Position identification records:
********

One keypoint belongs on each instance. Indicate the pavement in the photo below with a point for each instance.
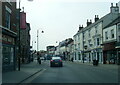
(28, 70)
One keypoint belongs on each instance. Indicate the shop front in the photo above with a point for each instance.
(109, 53)
(8, 53)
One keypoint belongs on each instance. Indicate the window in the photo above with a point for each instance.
(89, 35)
(96, 29)
(7, 19)
(98, 41)
(106, 35)
(112, 33)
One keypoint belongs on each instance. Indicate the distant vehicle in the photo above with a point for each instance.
(56, 61)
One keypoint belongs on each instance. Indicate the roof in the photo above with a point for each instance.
(106, 20)
(113, 23)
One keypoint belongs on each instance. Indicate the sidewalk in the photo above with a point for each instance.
(26, 71)
(110, 66)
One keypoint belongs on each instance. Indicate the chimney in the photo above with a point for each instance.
(96, 18)
(114, 9)
(88, 23)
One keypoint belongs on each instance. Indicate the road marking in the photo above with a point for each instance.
(32, 77)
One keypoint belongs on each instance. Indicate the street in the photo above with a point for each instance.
(75, 73)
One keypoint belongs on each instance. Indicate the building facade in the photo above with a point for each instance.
(88, 40)
(25, 43)
(110, 40)
(9, 35)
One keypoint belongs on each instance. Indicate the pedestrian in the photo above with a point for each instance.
(39, 60)
(72, 59)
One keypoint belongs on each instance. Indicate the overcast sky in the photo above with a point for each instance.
(60, 19)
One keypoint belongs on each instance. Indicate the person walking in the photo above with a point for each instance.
(72, 59)
(39, 60)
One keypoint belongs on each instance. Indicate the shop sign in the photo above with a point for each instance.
(8, 39)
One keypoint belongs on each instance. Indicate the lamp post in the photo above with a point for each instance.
(19, 55)
(38, 37)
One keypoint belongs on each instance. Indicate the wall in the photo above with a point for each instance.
(109, 33)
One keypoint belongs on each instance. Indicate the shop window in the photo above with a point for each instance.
(112, 33)
(106, 35)
(7, 19)
(98, 41)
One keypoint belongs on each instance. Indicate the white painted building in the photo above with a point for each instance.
(111, 43)
(90, 38)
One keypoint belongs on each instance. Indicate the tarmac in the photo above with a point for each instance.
(28, 70)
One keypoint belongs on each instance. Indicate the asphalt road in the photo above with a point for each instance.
(75, 73)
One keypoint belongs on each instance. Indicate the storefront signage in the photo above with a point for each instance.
(8, 39)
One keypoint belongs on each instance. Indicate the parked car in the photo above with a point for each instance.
(56, 61)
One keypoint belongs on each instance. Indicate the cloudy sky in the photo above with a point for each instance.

********

*Prompt*:
Each record above is to be restated exactly, with its pictures removed from the copy.

*Answer to this problem*:
One keypoint belongs on each instance. Indicate the pavement in the photo below with a point for each instance.
(28, 70)
One keypoint belongs on each instance. Indicate the shop front in the photo above with a point for each instance.
(109, 53)
(8, 53)
One keypoint belongs on each instance. Indicate the window in the photo above with a point for each instance.
(89, 35)
(96, 29)
(7, 19)
(98, 41)
(106, 35)
(112, 33)
One keypoint belongs on each instance. Indicate the distant vehicle in the photo above with a point for each instance.
(56, 61)
One keypoint belongs on each instance. Indicate the roof in the photo above with a point for each instance.
(106, 20)
(113, 23)
One keypoint belongs on each instance. Indicate the sidewalk in the photo above with a point for each instance.
(26, 71)
(110, 66)
One keypoint belongs on each instance. Indicate the chimney in the photo above with a point for each instance.
(96, 18)
(114, 9)
(88, 23)
One keypoint belongs on each instance. Indicate the road marking in the photo above with a point for each instance.
(32, 77)
One keypoint belongs on each instance. Indicate the street in the photo above with a point for each instance.
(75, 73)
One keypoint belongs on each instance. Indicate the building facade in the photo above with a point for each instance.
(88, 40)
(25, 43)
(110, 40)
(9, 35)
One keypoint belongs on each instance. Indicate the pedestrian in the photo above with a point for each instance.
(39, 60)
(72, 59)
One keypoint belongs on each instance. Indicate the overcast sky in the photo above with a point for each instance.
(60, 19)
One keypoint belongs on each instance. Indicate the person walking in the photo above with a point for each instance.
(72, 59)
(39, 60)
One keypoint belongs on each instance. Indicate the shop sign in the photo above with a point for each instance.
(8, 39)
One keypoint belongs on each instance. Indicate the lamp post in the photo above with a point for each instance.
(19, 55)
(38, 37)
One keypoint belongs on each instance. Indicate the wall in the photo above with a point for each instance.
(109, 33)
One keypoint belongs on each instance. Indicate the shop window in the photo above with a point for each instance.
(112, 33)
(106, 35)
(7, 19)
(98, 41)
One keypoint belongs on each instance. Indicate the white painted building in the photo above with a point for each instance.
(111, 43)
(90, 38)
One keypoint belongs on each instance. Indicate the tarmac in the photo above with a point for each instance.
(28, 70)
One keypoint belongs on each instance. Indicate the asphalt road in the photo above with a point for each instance.
(75, 73)
One keypoint belongs on each instance. Indicate the storefront signage in the photo above with a point for each instance.
(8, 39)
One keypoint belongs on each instance. Indicate the parked car in the photo above with a point for each instance.
(56, 61)
One keypoint belongs on each instance. Indicate the cloudy sky in the photo above with a point for each instance.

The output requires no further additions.